● STATED TASK 1:
Say whether each statement agrees with the text on housing development in Park Bottom and Illogan. Answer yes or no for each, and quote the deciding words of the text.
(a) The writer attended a public meeting in Park Bottom last Tuesday.
(b) Illogan's MP belongs to the Labour Party.
(c) The writer found the meeting encouraging and nothing else.
● STATED TASK 2: Pick up the text on housing development in Park Bottom and Illogan after its final sentence, and continue it in the same voice.

● SELECTED TEXT:
(begin)

The poor global economic conditions have protected us, to a small extent, from the hyperdevelopment projects over the last few years. Many developers have simply not been building because they know that the ridiculously expensive prices that they would want to charge would mean that their houses would not get sold.

But recently that seems to be changing and the bulldozers and construction gangs seem set to return to a green field near you very soon.

Last Tuesday I attended a public meeting in Park Bottom. The meeting was both encouraging and frustrating.

It was encouraging because there were a large number of people who were prepared to get together to fight the concreting over of open spaces in their community. It was frustrating because, whatever the strength of feeling in opposition to the two latest schemes that are being mooted to blight Park Bottom and Illogan, you know that the odds are stacked very heavily in favour of developers and against residents.

This is ConDem localism. You can paint the colours of the front doors whatever shade of suburban homogeneity you wish - but you will get the houses - whether you want them or not.

Big national and global development organisations spend millions of pounds lobbying Westminster. They demonstrate the need to build hundreds of thousands of new homes and to provide 'affordable' houses for the hard pressed hoi polloi. At the same time the people of Park Bottom will find it hard to resist the leviathan of central government, convinced to act by the construction lobby groups, as it dictates that the concreting over of Cornwall should resume with even greater vigour.

Illogan is represented by a Conservative Cornwall Councillor, Terry Wilkins, and a Conservative MP, George Eustice. Both are on record as supposedly opposing development in their own back yards. George Eustice famously criticised the 'bonkers' housing targets of the now defunct Labout government Regional Spatial Strategy. Cllr Wilkins spoke with eloquence on Tuesday about how he was opposed to the developments coming forward in Illogan.

Now don't get me wrong. I will be grateful for any help that Messrs Eustice and Wilkins might be able to provide in resisting the destruction of our community's open spaces. I wil be grateful if they can hep to prevent the joining together of separate villages into a single suburban sprawl - but what we need is action and not rhetoric.

People tell me that there is no room for party politics in local politics.

(end)

● SUPPLIED DATA:
(begin)

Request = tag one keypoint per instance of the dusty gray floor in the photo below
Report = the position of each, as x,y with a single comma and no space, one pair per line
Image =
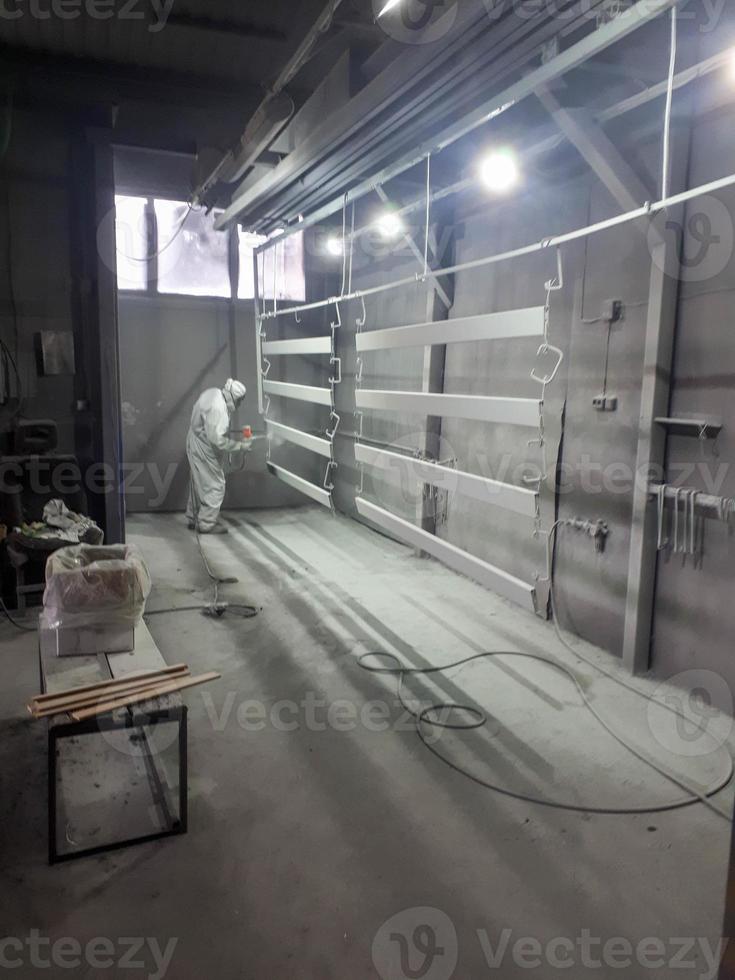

(end)

● WRITTEN ANSWER 1:
(a) Yes: "Last Tuesday I attended a public meeting in Park Bottom."
(b) No: "Illogan is represented by a Conservative Cornwall Councillor, Terry Wilkins, and a Conservative MP, George Eustice."
(c) No: "The meeting was both encouraging and frustrating."

● WRITTEN ANSWER 2:
I say that is nonsense. If our local political representatives, members of the Conservative party, were serious about combatting hyperdevelopment they would lobby their central office more rigorously. They would shout in the corridors of power that 'presumption in favour of sustainable [sic] development' is taking away the ability of people to shape their own living spaces. Instead they indulge in populist rhetoric at home while they toady obsequiously to their bosses in Lys Kernow and Westminster.

Of course they tell me you shouldn't have party politics at a local level - lack of opposition enables Westminster politicians to stand with feet firmly planted on both sides of the fence. To 'support' their local community with one breath in the village hall and undermine it with another at central office.

In the meantime what can we do to protect our towns and villages?

We need to get Neighbourhood Plans in place. Though they can't reverse development, or even stop it in its tracks, they can make it harder for developers to go over the the amount of housing alloted to us by Westminster.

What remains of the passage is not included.